Data excerpts:
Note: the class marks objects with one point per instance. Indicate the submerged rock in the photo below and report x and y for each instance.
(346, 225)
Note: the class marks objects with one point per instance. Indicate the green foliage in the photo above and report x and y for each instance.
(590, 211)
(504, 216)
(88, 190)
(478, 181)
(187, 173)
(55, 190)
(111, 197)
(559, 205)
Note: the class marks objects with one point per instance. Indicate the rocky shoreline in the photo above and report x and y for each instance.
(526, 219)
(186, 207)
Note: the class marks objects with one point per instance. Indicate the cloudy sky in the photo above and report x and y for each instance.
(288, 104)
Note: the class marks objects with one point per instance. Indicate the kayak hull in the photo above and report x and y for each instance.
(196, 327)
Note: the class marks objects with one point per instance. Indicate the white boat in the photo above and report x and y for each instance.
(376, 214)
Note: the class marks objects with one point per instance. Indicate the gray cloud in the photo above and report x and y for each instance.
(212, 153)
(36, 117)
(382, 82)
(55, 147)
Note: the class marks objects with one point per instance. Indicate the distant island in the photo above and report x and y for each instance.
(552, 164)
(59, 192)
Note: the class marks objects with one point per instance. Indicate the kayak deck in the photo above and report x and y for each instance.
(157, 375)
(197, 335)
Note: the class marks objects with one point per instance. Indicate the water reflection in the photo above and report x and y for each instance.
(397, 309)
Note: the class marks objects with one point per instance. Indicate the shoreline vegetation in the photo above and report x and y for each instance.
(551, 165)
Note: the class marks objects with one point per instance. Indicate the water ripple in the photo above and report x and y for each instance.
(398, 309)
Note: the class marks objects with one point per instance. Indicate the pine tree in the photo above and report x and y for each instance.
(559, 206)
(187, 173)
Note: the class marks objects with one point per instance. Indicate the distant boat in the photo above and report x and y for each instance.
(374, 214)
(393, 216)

**EXERCISE**
All records shown above are to be repeated exactly.

**WRITTEN SOLUTION**
Note: the class marks objects with one point per instance. Indicate the submerged rock in the photo below and report x and y for each instance.
(346, 225)
Note: the class marks objects with one point per instance. Indicate the green foliage in the photo above and report x and y for each instance.
(590, 211)
(504, 216)
(88, 190)
(478, 181)
(187, 173)
(55, 190)
(111, 197)
(559, 205)
Note: the class marks objects with one point per instance. Indicate the rocky shoreline in the photo above and report x and y for each instance.
(526, 219)
(186, 207)
Note: the class marks objects with one point per instance. Indicate the cloudy sky in the photo above and report x and y for each instance.
(288, 104)
Note: the class marks objects with one point per instance. Indicate the kayak hull in the photo above and report x and y for each instance.
(196, 327)
Note: the class marks objects with one point per instance. Indicate the white boat in the photo above and report x and y for each instance.
(376, 214)
Note: the class marks objects with one point per instance. Indicate the gray cloud in the photo above and report x and y for each instance.
(212, 153)
(36, 117)
(382, 82)
(55, 147)
Note: the class marks objects with one point per instance. Indicate the distant island in the photo above and report x and y for each instance.
(552, 164)
(59, 192)
Note: the class marks objects with one point per instance. Indicate the kayak deck in the photo above and report x and y for each instance.
(157, 375)
(197, 335)
Note: the class marks objects with one point per instance. Indicate the water reflection in the photo above and report x and y for each instance.
(397, 309)
Note: the class marks objects with one point per instance. Indicate the shoreline vegetation in the photo above and report x and y for each instance.
(551, 165)
Note: the class marks objects with one point per instance. Indicate the water ripple in the photo above and report x and y for each instance.
(398, 309)
Note: the class marks objects with one point per instance. Indicate the pine tree in the photo above and report x and y for each instance.
(559, 206)
(187, 173)
Note: the class marks objects with one point per instance. Indicate the distant boat in the photo above and report x and y for each instance.
(374, 214)
(393, 216)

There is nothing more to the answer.